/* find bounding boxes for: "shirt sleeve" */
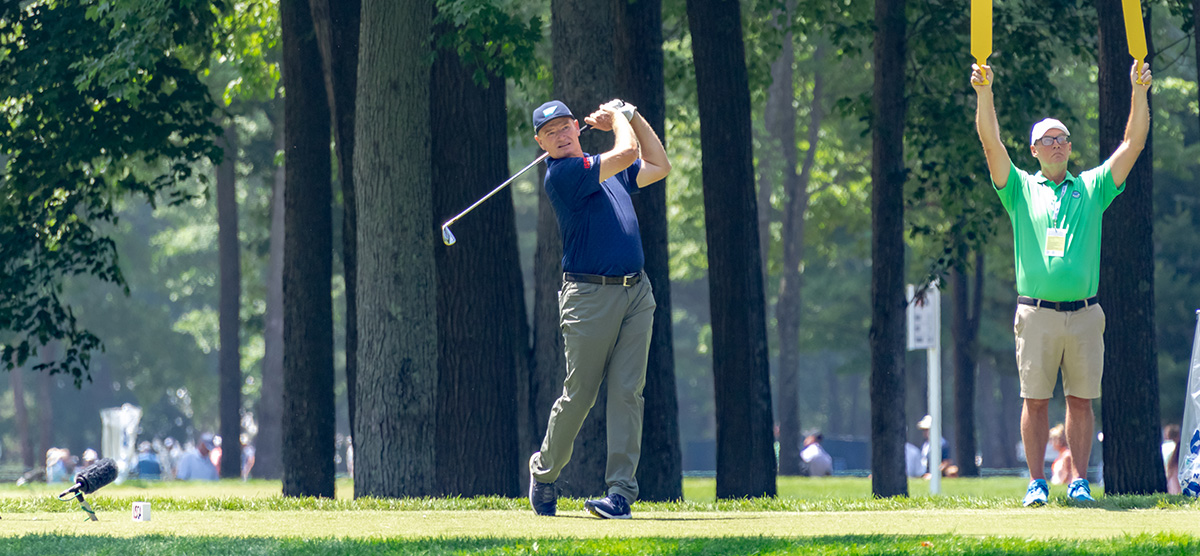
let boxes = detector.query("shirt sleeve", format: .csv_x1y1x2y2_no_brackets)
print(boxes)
621,159,644,194
1084,159,1124,210
992,161,1021,215
546,155,602,210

____________

Output the entries verbatim but drop the images.

» **RESPONSE**
/* find bounding boxes for: "shirt sleeve" */
let boxes = detector.query("shirt sleeve", format: .csv_x1y1x2y2_no_brackets)
print(boxes)
621,159,644,194
1084,159,1124,210
992,161,1021,215
546,155,602,210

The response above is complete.